▸ **Directive a**
Count the lines of the records below that contain the string "disc", and give only that number.

From: Martin Möhrmann <moehrmann@google.com>
Date: Sat, 13 Oct 2018 20:40:23 +0000 (+0200)
Subject: strings, bytes: add ToValidUTF8
X-Git-Tag: go1.13beta1~449
X-Git-Url: http://www.git.cypherpunks.su/?a=commitdiff_plain;h=3259bc441957bf74f069cf7df961367a3472afb2;p=gostls13.git

strings, bytes: add ToValidUTF8

The newly added functions create a copy of their input with all bytes in
invalid UTF-8 byte sequences mapped to the UTF-8 byte sequence
given as replacement parameter.

Fixes #25805

Change-Id: Iaf65f65b40c0581c6bb000f1590408d6628321d0
Reviewed-on: https://go-review.googlesource.com/c/go/+/142003
Run-TryBot: Martin Möhrmann <moehrmann@google.com>
TryBot-Result: Gobot Gobot <gobot@golang.org>
Reviewed-by: Brad Fitzpatrick <bradfitz@golang.org>
---

diff --git a/src/bytes/bytes.go b/src/bytes/bytes.go
index 9d586581f5..eb13212384 100644
--- a/src/bytes/bytes.go
+++ b/src/bytes/bytes.go
@@ -592,6 +592,35 @@ func ToTitleSpecial(c unicode.SpecialCase, s []byte) []byte {
 	return Map(c.ToTitle, s)

Pointing records:
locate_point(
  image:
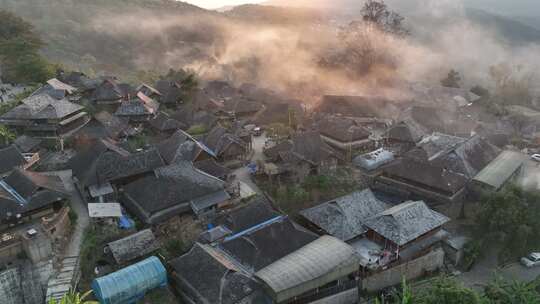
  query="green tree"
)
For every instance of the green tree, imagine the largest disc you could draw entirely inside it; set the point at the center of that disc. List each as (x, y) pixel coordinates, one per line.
(514, 292)
(510, 218)
(20, 60)
(446, 290)
(74, 298)
(6, 135)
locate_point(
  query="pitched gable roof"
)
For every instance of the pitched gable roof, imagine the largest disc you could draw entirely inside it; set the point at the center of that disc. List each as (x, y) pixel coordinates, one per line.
(181, 147)
(42, 106)
(36, 191)
(104, 162)
(163, 122)
(26, 143)
(342, 129)
(142, 105)
(344, 217)
(175, 189)
(10, 158)
(424, 173)
(218, 281)
(310, 147)
(219, 139)
(262, 247)
(406, 222)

▸ **Directive b**
Copy the part of the commit text above starting at "Subject: strings, bytes: add" and ending at "as replacement parameter.".

▸ **Task solution a**
2

▸ **Task solution b**
Subject: strings, bytes: add ToValidUTF8
X-Git-Tag: go1.13beta1~449
X-Git-Url: http://www.git.cypherpunks.su/?a=commitdiff_plain;h=3259bc441957bf74f069cf7df961367a3472afb2;p=gostls13.git

strings, bytes: add ToValidUTF8

The newly added functions create a copy of their input with all bytes in
invalid UTF-8 byte sequences mapped to the UTF-8 byte sequence
given as replacement parameter.